> [MATERIAL SHOWN]
......

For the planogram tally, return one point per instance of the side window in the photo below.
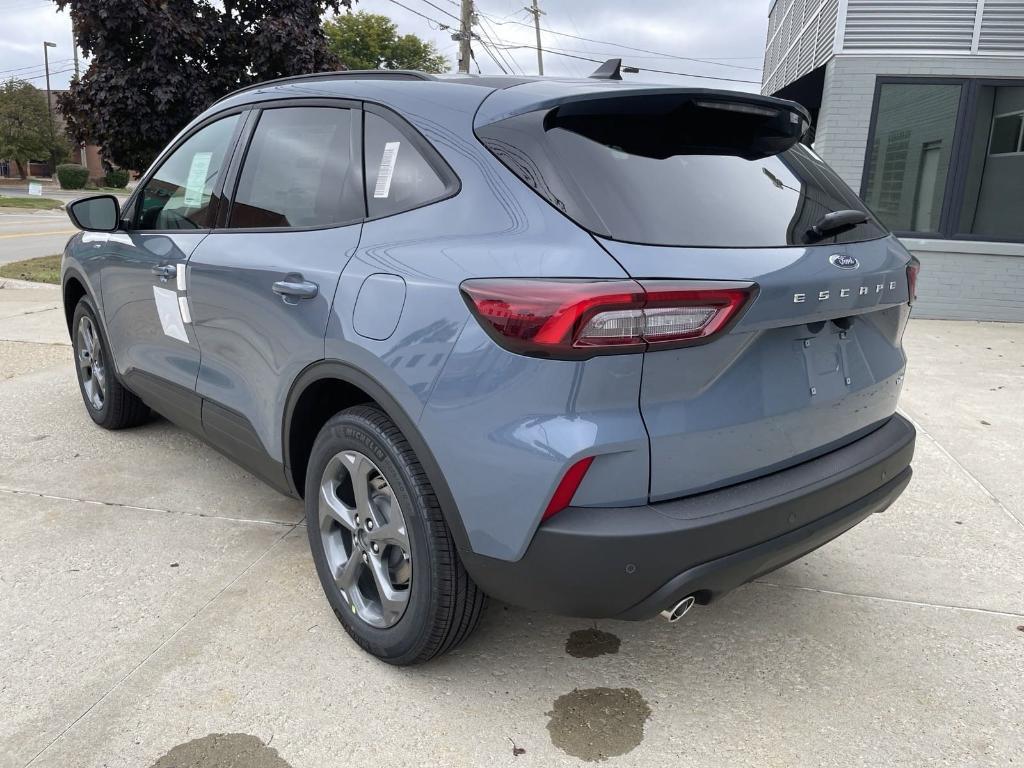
(398, 177)
(299, 171)
(179, 196)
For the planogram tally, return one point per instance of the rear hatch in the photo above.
(714, 185)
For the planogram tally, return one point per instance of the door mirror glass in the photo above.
(97, 214)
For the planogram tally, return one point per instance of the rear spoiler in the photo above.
(547, 94)
(665, 122)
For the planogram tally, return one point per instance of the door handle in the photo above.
(165, 271)
(297, 289)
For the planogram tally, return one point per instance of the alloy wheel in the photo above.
(92, 363)
(365, 539)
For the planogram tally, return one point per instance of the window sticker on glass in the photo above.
(386, 171)
(197, 178)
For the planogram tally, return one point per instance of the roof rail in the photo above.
(354, 74)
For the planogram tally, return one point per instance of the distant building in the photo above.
(40, 167)
(919, 104)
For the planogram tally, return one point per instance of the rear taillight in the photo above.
(573, 318)
(912, 270)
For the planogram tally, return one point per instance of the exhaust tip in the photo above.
(678, 610)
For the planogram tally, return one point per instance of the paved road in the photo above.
(55, 193)
(27, 235)
(155, 596)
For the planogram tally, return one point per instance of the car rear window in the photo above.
(678, 170)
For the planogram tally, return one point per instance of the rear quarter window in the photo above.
(399, 175)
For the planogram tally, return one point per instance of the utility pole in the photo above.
(49, 104)
(537, 12)
(74, 46)
(465, 36)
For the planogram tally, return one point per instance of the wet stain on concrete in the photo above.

......

> [EXERCISE DETAILS]
Output these and nothing else: the lines from the one holding "taillight in the photo above." through the final line of the entries above, exactly as they appear.

> [WRITTEN REPLY]
For the planogram tally, return one point per instance of the rear taillight in the photo above.
(573, 318)
(912, 270)
For the planogram tally, return one point per instance of the exhaust tip in the photo above.
(678, 610)
For the planogram tally, return one point per instance of the paved road in the photo above.
(55, 193)
(27, 235)
(155, 596)
For the planogram tally, return one point per instance of the car rear window in the photo above.
(678, 170)
For the planogram tally, return one point per instance of the rear quarter window in the photo above.
(399, 175)
For the planogram tally, return one point per instance of the utility pole in the photo above.
(49, 104)
(537, 12)
(74, 46)
(465, 36)
For the planogram tally, return one point per instance of the wet stain on concrete in the photo above.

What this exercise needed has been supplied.